START Selected passage
Neuronavigation gives surgeons image-guided precision for delicate procedures like tumor removal or Deep Brain Stimulation (DBS). During tumor removal, navigation and intra-operative imaging allow the surgeon to “see” whether he or she has successfully removed the entire tumor and avoid damage to surrounding healthy tissue. During DBS, the surgeon is able to confidently and precisely target the exact point on the brain necessary for the treatment of Parkinson’s disease or other neurological disorders.

7. How do patients benefit from neuronavigation in spine surgery?
Absolute precision is needed in spine surgery because of its proximity and relation to the spinal cord. Navigation helps the surgeon navigate through the bone, while avoiding the spinal cord and other nerves. This not only helps the surgeon perform a minimally invasive procedure, it allows him or her to visualize the exact incision and screw placement and precisely track surgical instruments in relation to anatomy.

8. How widely used is neuronavigation?
More than 2,300 medical facilities worldwide use Medtronic’s neuronavigation systems to improve the precision of the procedures their surgeons perform and raise their patient care to the highest level.

9. Is neuronavigation covered through my insurance or Medicare? Must I pay any additional fees for the neuronavigation system?
Since every patient’s insurance coverage is different, you will need to contact your insurance provider to discuss your specific coverage.
END Selected passage
Problem to work on
In the neuronavigation text, how many medical facilities worldwide use Medtronic's neuronavigation systems?
START Information given
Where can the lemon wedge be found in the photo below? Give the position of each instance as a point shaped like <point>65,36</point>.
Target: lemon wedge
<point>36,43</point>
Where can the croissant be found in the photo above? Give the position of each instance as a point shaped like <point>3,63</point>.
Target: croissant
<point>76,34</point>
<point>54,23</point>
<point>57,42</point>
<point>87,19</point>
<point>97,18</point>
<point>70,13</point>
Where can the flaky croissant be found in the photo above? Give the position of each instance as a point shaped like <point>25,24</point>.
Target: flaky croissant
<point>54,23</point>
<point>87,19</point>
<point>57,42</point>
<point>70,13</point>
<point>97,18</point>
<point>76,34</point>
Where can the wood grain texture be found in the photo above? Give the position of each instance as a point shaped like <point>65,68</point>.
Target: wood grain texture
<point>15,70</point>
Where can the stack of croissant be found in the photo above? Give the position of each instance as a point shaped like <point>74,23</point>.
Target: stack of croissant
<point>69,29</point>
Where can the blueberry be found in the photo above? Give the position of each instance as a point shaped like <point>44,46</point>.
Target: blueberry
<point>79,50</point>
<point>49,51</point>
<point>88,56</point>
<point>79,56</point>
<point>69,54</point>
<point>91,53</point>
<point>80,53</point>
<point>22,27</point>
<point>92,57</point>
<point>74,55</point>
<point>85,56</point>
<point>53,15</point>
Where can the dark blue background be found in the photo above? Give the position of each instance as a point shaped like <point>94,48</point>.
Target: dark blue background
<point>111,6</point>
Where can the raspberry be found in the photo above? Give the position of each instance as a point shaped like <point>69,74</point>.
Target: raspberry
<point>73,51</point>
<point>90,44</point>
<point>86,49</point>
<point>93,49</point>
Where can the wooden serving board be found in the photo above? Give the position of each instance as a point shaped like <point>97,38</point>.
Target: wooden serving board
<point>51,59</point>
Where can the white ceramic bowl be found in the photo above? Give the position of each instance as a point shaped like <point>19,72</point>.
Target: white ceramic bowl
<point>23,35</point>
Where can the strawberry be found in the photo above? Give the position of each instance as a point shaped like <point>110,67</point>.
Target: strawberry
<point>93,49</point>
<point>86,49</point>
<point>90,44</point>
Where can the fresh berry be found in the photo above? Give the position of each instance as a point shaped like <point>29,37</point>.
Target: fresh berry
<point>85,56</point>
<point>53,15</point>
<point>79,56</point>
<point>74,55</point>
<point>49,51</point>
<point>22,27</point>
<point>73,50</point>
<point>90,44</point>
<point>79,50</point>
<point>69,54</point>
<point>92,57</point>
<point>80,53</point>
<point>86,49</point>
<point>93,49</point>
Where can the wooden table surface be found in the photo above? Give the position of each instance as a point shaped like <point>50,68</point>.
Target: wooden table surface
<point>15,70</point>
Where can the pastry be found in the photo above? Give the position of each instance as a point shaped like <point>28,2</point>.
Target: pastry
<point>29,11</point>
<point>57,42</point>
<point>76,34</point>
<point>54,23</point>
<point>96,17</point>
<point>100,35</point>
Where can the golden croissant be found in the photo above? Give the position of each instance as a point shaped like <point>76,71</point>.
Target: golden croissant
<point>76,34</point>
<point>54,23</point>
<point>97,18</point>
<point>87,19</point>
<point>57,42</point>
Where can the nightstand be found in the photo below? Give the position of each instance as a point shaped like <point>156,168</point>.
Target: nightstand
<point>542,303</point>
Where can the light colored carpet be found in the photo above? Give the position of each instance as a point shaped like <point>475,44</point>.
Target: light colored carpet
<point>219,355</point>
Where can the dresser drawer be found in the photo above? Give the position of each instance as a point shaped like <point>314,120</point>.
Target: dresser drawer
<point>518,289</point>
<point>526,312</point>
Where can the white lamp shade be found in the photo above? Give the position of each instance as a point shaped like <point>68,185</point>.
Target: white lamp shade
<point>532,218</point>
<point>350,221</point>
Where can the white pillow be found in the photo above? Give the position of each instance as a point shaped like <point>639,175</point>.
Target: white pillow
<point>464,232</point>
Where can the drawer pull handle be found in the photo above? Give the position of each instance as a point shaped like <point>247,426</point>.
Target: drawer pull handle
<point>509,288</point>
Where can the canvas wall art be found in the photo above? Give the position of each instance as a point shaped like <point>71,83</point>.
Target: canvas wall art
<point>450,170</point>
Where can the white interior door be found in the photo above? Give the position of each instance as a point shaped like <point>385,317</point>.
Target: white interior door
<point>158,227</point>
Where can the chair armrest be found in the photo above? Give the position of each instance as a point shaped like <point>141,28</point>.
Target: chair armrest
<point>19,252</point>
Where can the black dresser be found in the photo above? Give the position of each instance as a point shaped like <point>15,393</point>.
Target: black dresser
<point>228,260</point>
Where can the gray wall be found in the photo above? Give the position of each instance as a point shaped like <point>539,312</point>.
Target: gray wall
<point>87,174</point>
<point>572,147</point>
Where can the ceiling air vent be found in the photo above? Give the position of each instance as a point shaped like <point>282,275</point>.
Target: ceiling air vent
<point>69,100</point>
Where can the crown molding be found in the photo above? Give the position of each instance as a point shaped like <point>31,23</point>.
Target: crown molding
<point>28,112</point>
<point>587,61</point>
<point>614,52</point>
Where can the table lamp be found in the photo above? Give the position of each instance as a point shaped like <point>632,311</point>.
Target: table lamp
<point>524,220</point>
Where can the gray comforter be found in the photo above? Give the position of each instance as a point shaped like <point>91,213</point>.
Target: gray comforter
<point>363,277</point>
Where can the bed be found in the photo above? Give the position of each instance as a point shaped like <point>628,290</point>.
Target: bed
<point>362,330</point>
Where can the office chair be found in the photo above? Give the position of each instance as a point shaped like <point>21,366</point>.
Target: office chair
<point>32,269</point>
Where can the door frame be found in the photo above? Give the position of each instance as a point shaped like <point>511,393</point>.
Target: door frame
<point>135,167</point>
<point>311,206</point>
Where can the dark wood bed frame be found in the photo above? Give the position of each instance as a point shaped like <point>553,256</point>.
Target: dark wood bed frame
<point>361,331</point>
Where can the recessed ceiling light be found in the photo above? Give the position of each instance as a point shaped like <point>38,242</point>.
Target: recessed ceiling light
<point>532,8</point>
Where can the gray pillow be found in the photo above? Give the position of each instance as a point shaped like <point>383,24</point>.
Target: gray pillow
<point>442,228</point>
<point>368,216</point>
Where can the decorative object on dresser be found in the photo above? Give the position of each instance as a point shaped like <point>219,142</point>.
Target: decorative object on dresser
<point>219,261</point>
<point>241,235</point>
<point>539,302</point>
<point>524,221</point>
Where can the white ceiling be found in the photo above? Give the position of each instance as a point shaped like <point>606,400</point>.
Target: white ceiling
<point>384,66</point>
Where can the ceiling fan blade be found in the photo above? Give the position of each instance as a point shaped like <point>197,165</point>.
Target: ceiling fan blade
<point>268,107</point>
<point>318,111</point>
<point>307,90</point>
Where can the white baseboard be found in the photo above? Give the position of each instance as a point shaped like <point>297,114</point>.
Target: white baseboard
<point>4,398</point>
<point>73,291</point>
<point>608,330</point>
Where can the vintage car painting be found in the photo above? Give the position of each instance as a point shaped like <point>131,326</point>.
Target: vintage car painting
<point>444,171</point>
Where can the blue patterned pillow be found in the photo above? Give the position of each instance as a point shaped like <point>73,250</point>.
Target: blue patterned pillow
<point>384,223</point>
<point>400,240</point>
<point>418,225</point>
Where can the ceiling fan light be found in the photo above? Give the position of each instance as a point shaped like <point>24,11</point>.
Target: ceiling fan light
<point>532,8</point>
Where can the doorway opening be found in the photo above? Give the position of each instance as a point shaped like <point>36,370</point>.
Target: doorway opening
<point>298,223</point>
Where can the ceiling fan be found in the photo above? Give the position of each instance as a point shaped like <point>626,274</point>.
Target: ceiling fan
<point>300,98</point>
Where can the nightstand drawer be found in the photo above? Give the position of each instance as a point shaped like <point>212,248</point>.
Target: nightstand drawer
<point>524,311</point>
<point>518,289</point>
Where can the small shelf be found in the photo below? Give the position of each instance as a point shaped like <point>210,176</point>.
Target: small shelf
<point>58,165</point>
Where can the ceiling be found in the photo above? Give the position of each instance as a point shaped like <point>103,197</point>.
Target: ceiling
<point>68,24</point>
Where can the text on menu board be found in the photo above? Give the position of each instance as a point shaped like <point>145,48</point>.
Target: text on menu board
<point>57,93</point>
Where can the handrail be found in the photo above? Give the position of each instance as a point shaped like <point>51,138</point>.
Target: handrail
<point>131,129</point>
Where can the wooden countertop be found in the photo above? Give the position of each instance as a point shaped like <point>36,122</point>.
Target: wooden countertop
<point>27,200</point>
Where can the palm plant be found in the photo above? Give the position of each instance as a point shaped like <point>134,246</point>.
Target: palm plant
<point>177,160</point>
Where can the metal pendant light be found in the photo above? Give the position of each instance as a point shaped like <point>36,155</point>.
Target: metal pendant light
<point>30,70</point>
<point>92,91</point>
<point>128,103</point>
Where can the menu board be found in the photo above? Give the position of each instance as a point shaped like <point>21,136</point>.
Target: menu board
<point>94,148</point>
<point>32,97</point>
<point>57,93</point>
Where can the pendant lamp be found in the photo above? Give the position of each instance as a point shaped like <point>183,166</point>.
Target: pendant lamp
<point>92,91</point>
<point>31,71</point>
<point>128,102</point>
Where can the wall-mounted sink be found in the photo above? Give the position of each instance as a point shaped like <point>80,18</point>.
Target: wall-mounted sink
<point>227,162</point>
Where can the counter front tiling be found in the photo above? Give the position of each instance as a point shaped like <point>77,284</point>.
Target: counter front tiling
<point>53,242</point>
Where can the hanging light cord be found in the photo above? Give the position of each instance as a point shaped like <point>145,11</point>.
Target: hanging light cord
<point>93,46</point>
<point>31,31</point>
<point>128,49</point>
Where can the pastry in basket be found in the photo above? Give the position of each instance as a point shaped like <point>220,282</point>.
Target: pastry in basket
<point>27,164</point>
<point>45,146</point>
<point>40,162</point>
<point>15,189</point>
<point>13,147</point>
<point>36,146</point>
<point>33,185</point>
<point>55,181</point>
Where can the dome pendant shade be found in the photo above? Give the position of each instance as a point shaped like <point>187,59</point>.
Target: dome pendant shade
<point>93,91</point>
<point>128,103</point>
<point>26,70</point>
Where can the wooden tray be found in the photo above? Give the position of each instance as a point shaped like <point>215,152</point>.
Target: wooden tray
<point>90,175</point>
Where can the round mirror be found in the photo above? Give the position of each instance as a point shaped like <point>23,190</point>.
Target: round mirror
END Information given
Final answer
More than 2,300.